Stated task:
Return the lines of the items below exactly as they appear, starting with the line that contains "Presence query — locate the hill" and ending with the last line of the items.

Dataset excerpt
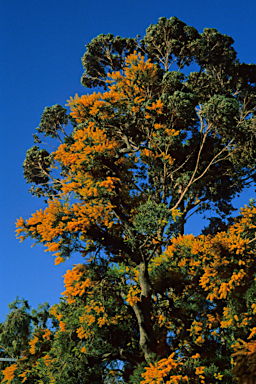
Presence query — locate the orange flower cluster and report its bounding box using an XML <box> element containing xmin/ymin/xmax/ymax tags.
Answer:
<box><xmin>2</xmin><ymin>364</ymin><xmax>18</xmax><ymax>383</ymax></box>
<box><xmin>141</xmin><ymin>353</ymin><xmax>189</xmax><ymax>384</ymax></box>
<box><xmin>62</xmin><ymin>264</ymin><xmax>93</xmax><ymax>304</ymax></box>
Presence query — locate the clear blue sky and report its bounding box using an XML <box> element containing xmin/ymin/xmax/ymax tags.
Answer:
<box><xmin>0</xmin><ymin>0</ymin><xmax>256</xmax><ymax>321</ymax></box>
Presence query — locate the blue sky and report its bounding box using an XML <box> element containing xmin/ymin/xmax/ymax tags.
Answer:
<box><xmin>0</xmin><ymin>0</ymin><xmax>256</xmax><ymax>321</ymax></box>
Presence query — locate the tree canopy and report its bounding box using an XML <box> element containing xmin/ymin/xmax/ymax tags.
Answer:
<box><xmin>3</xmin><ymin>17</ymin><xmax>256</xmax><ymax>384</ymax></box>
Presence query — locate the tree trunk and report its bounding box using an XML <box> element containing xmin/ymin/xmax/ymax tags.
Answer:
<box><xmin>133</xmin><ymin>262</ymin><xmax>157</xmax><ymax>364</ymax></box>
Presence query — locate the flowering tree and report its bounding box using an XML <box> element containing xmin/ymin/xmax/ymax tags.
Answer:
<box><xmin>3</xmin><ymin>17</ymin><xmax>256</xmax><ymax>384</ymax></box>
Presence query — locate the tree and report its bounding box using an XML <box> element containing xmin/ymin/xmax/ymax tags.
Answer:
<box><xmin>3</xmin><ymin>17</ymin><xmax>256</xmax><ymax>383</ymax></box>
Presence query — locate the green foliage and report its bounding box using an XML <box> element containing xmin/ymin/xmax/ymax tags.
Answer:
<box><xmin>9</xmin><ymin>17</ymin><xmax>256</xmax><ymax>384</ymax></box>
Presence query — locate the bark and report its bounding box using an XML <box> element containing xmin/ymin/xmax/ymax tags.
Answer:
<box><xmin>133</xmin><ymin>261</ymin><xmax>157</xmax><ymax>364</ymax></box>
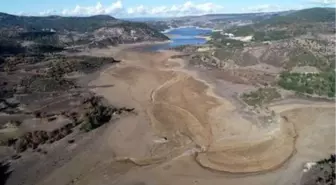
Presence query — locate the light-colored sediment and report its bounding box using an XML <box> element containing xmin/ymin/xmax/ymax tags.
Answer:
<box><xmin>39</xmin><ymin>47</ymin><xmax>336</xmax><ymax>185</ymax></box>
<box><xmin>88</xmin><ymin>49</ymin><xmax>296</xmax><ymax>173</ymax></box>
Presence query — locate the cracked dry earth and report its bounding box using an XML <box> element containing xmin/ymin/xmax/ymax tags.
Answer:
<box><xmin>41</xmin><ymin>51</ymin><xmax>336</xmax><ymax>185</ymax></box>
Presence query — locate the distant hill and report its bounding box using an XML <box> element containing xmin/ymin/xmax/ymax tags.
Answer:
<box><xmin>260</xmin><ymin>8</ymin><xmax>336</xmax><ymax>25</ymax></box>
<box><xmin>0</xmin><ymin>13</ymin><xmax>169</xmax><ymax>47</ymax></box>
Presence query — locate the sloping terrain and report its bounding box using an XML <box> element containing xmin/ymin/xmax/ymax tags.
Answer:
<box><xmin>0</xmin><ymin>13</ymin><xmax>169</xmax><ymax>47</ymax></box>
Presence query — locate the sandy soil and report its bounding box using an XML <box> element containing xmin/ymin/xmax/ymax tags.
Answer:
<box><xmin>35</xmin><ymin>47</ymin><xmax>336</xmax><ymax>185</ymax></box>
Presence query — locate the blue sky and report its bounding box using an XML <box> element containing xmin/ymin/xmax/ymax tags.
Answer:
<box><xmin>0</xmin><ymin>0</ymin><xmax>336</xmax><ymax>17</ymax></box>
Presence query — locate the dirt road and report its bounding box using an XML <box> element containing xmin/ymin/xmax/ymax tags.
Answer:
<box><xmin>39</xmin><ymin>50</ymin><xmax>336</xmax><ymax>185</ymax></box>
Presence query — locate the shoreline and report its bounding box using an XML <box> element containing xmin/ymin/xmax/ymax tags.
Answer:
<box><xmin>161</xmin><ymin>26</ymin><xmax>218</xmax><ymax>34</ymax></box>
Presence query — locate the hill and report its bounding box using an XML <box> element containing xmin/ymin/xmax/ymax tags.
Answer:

Answer to this task:
Presence query — locate the hill and report its bounding box using an XML <box> element containing xmin/ymin/xmax/ymax tags.
Answer:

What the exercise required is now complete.